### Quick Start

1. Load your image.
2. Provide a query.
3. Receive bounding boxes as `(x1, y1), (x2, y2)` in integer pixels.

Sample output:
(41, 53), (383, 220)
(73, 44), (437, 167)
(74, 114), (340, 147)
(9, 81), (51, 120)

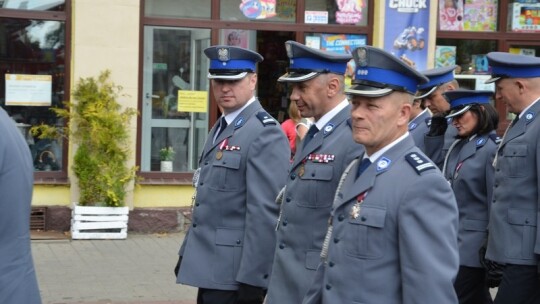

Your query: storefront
(0, 0), (540, 230)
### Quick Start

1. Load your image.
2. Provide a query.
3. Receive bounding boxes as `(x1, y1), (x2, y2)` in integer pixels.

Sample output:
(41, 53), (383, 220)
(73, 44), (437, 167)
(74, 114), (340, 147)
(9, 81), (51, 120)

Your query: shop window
(144, 0), (212, 19)
(0, 0), (65, 12)
(220, 0), (296, 23)
(141, 26), (210, 172)
(305, 33), (367, 86)
(0, 17), (65, 171)
(439, 0), (499, 32)
(304, 0), (368, 26)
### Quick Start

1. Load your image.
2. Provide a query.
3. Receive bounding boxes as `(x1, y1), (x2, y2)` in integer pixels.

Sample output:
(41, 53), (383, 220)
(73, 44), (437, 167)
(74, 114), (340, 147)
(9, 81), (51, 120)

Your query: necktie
(214, 116), (227, 141)
(356, 157), (371, 178)
(304, 124), (319, 147)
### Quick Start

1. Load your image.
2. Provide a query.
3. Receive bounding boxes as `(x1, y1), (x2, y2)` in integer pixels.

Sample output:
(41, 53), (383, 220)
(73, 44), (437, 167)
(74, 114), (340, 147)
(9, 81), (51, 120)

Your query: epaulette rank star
(257, 112), (277, 127)
(405, 152), (436, 175)
(307, 153), (336, 163)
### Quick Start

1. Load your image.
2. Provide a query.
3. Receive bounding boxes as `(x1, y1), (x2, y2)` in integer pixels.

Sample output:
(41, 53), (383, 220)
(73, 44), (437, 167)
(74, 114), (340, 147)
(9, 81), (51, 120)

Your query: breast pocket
(209, 151), (245, 191)
(500, 144), (530, 177)
(297, 163), (335, 208)
(345, 206), (386, 259)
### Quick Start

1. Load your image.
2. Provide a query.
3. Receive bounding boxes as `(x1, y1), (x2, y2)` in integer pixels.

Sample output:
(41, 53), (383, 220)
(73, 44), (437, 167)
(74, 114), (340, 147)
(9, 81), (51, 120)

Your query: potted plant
(31, 70), (137, 238)
(159, 146), (176, 172)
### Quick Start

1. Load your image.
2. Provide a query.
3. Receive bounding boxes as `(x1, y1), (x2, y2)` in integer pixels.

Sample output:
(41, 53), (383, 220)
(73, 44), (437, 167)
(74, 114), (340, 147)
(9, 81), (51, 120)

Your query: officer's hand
(174, 255), (182, 277)
(427, 116), (448, 136)
(478, 241), (504, 288)
(236, 283), (266, 304)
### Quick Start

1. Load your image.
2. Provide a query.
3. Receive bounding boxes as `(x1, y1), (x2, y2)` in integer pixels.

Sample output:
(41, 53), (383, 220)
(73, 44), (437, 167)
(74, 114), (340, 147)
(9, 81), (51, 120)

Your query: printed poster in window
(439, 0), (463, 31)
(384, 1), (430, 70)
(321, 34), (367, 86)
(335, 0), (367, 24)
(463, 0), (499, 32)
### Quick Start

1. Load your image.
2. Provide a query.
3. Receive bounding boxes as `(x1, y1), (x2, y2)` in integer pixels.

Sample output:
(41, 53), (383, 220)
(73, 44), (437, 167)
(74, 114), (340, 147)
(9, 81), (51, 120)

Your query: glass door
(141, 26), (210, 172)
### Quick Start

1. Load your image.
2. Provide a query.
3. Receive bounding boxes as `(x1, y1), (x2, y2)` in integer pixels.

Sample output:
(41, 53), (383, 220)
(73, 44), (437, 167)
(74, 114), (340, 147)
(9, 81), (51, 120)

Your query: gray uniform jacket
(177, 101), (291, 290)
(266, 105), (364, 304)
(486, 102), (540, 265)
(303, 136), (459, 304)
(0, 108), (41, 304)
(422, 123), (457, 170)
(444, 132), (498, 267)
(409, 110), (431, 152)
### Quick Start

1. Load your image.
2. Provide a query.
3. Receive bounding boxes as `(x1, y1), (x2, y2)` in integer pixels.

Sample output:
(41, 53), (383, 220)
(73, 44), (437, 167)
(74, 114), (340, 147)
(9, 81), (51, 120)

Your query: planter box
(71, 204), (129, 239)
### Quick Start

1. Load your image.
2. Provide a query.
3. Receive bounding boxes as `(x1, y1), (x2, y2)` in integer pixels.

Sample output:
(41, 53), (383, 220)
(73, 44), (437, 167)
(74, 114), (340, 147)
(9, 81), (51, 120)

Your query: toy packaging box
(508, 3), (540, 32)
(435, 45), (456, 68)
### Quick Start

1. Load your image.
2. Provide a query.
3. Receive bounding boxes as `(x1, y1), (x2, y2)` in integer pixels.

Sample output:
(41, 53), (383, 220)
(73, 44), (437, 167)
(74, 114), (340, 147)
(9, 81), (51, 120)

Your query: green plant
(30, 70), (137, 207)
(159, 146), (176, 161)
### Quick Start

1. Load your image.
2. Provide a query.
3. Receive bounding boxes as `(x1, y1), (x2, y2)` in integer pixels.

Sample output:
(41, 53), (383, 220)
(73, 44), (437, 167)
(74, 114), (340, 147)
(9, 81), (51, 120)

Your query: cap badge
(285, 43), (293, 58)
(356, 47), (368, 66)
(218, 48), (230, 61)
(525, 112), (534, 122)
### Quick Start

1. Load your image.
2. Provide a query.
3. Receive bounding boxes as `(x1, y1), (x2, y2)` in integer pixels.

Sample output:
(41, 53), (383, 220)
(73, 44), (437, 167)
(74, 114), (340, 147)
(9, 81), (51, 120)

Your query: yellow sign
(178, 90), (208, 113)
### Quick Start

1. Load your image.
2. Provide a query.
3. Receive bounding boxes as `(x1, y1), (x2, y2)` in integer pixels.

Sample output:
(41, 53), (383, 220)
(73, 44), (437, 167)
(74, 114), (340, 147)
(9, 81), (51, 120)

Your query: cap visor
(484, 76), (502, 83)
(345, 84), (394, 97)
(446, 105), (471, 118)
(278, 72), (319, 82)
(208, 72), (247, 80)
(414, 86), (438, 99)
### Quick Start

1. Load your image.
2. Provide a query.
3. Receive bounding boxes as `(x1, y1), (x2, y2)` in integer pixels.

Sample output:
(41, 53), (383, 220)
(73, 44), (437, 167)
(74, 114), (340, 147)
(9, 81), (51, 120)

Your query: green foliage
(30, 70), (137, 207)
(159, 146), (176, 161)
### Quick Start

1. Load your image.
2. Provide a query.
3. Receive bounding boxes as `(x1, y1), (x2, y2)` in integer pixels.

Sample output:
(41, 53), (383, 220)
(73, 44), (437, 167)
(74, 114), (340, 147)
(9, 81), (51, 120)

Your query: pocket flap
(349, 206), (386, 228)
(463, 219), (488, 231)
(508, 208), (536, 226)
(302, 163), (334, 180)
(214, 151), (242, 169)
(216, 228), (244, 246)
(306, 250), (321, 270)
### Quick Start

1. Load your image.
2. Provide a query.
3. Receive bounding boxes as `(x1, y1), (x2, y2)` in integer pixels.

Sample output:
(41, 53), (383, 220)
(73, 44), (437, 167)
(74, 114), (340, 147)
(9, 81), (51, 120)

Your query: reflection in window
(0, 0), (65, 12)
(141, 27), (210, 172)
(0, 18), (65, 171)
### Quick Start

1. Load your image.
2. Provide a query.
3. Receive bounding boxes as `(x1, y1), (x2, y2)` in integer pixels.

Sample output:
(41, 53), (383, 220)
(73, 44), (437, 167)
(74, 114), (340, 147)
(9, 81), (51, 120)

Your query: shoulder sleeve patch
(405, 152), (436, 175)
(257, 112), (277, 127)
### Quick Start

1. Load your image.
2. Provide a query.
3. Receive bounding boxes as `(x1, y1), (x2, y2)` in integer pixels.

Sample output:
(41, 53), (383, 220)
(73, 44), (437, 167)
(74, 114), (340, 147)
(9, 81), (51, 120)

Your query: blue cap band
(289, 58), (347, 74)
(491, 65), (540, 78)
(210, 59), (256, 72)
(418, 72), (454, 90)
(450, 95), (490, 109)
(356, 67), (418, 94)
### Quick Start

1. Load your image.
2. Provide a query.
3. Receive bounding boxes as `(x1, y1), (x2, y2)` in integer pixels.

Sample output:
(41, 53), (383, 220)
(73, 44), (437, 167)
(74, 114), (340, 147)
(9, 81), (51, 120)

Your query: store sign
(304, 11), (328, 24)
(240, 0), (276, 19)
(336, 0), (367, 24)
(6, 74), (52, 107)
(384, 0), (430, 70)
(178, 90), (208, 113)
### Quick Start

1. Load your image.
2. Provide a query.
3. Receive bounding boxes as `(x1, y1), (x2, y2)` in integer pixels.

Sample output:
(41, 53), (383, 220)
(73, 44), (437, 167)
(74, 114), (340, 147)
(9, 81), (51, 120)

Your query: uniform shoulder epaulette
(257, 112), (277, 127)
(489, 134), (502, 145)
(405, 152), (437, 175)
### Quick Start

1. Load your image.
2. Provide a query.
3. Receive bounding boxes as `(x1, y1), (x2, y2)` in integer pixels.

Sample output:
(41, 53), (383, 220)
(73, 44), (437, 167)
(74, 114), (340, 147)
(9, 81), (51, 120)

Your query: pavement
(32, 232), (197, 304)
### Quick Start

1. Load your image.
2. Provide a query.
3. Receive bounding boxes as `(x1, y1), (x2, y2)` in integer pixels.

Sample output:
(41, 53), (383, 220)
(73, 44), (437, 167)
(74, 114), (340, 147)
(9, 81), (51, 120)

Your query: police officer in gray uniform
(443, 90), (500, 304)
(0, 108), (41, 304)
(266, 41), (363, 304)
(486, 52), (540, 304)
(303, 46), (459, 304)
(177, 46), (291, 304)
(416, 66), (459, 169)
(409, 98), (431, 151)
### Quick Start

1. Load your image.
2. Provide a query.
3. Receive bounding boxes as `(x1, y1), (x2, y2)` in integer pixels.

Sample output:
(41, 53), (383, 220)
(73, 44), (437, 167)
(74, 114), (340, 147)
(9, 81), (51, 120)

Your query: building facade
(0, 0), (540, 232)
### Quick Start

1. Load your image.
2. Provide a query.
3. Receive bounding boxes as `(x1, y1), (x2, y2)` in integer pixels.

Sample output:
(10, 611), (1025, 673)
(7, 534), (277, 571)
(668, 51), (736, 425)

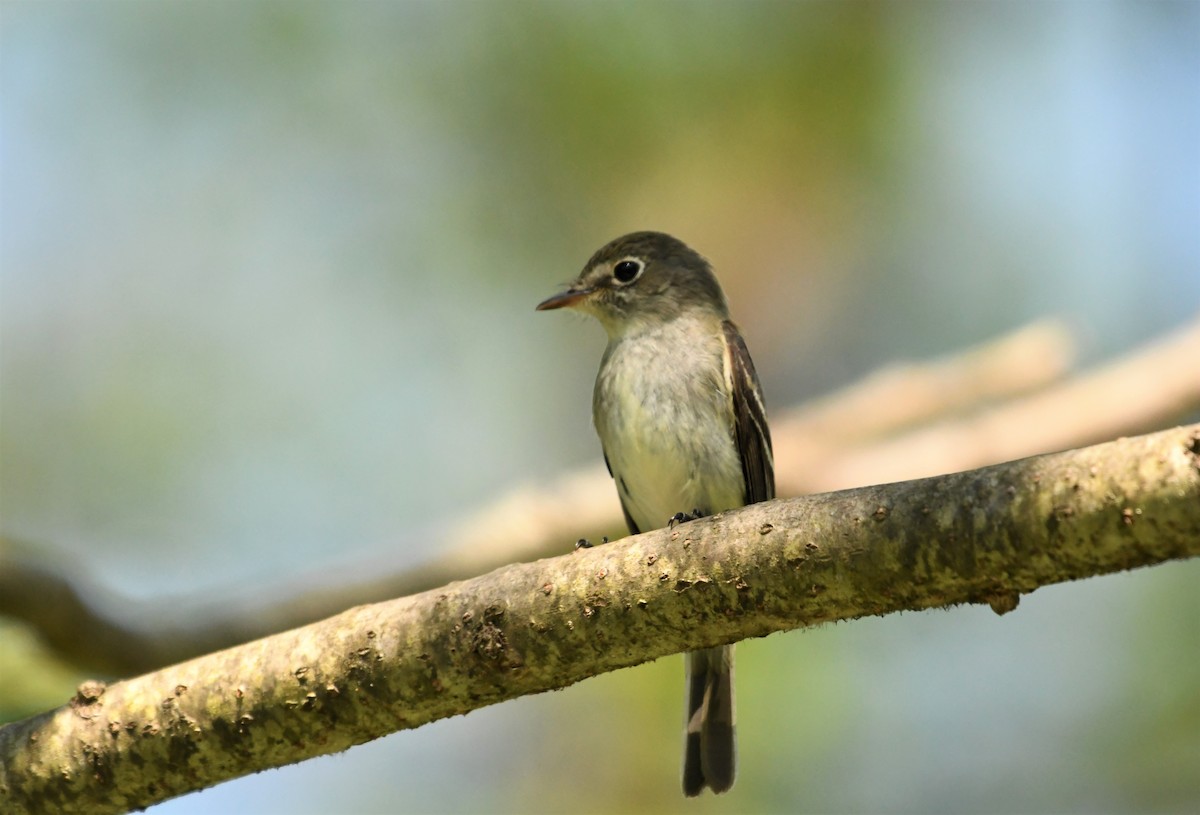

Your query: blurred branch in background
(0, 320), (1200, 676)
(0, 425), (1200, 815)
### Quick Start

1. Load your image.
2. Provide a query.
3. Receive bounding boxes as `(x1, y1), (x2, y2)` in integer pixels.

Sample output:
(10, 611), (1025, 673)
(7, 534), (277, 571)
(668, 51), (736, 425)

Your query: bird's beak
(538, 288), (595, 311)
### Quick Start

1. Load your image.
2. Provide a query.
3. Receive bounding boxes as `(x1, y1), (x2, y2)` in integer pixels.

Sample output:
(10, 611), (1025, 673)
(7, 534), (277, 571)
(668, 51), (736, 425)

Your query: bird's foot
(667, 509), (708, 529)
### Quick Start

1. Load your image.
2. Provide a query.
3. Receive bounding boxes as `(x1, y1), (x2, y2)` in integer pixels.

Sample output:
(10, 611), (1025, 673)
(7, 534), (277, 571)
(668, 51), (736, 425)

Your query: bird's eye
(612, 259), (646, 284)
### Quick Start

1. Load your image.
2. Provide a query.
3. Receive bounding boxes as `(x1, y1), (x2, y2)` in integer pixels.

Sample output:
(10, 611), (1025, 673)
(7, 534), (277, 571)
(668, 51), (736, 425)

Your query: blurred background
(0, 0), (1200, 815)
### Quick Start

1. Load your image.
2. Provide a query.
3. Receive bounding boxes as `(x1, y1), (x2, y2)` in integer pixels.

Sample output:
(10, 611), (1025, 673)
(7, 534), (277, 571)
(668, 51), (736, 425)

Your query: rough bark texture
(0, 425), (1200, 814)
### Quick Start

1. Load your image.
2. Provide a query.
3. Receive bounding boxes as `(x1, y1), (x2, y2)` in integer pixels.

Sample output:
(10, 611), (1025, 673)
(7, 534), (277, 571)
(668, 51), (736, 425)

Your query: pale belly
(593, 326), (745, 532)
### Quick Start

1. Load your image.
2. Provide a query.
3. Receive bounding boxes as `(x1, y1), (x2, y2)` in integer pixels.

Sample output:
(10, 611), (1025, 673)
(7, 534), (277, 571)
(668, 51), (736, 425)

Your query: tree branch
(0, 425), (1200, 815)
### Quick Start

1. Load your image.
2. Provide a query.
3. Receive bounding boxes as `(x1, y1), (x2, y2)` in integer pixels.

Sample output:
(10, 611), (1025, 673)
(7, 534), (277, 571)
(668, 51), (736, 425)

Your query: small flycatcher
(538, 232), (775, 796)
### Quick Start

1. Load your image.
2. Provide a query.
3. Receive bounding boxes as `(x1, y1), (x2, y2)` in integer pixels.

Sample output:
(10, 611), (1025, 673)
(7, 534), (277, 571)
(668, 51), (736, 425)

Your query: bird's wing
(604, 453), (641, 535)
(721, 320), (775, 504)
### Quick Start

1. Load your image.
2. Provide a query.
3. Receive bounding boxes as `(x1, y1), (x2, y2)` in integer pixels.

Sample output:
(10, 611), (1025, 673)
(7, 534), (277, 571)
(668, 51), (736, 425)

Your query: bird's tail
(683, 646), (737, 796)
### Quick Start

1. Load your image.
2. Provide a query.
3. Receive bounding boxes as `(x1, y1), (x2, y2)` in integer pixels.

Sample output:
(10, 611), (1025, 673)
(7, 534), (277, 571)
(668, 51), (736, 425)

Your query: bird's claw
(667, 509), (706, 529)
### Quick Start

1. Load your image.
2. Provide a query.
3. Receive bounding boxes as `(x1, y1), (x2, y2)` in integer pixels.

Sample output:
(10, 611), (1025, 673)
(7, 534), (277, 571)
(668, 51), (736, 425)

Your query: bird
(536, 232), (775, 797)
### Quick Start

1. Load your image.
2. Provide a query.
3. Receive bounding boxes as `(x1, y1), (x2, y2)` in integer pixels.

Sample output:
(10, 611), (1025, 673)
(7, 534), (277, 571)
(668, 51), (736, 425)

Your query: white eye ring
(612, 258), (646, 286)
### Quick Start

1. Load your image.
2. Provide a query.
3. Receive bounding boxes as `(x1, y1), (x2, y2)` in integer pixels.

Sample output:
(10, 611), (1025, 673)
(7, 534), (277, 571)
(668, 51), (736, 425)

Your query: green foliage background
(0, 0), (1200, 815)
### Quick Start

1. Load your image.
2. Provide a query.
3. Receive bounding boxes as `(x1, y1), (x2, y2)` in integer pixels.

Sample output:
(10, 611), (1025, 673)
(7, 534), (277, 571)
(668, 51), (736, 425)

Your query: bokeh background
(0, 0), (1200, 815)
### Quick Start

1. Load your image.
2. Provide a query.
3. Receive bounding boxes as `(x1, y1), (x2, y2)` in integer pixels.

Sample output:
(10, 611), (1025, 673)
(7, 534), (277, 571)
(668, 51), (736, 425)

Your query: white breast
(593, 318), (745, 532)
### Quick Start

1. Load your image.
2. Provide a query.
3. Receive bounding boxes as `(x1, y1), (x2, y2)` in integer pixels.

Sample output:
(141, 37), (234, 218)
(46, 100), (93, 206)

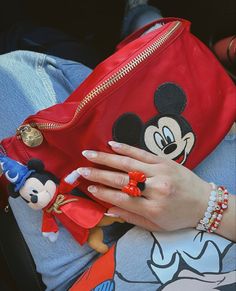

====

### Request
Copy out the lines from the first one through the one containing "(0, 0), (540, 230)", substituting "shop front" for "storefront" and changing nothing else. Omit the picture.

### Answer in full
### Quick Start

1. Load your image.
2. Provide a query.
3. Receive bounding boxes as `(x1, y1), (x2, y2)` in integer pixels.

Sample output:
(41, 53), (383, 220)
(73, 44), (437, 167)
(74, 114), (340, 147)
(9, 81), (51, 120)


Your query: shop front
(0, 0), (540, 230)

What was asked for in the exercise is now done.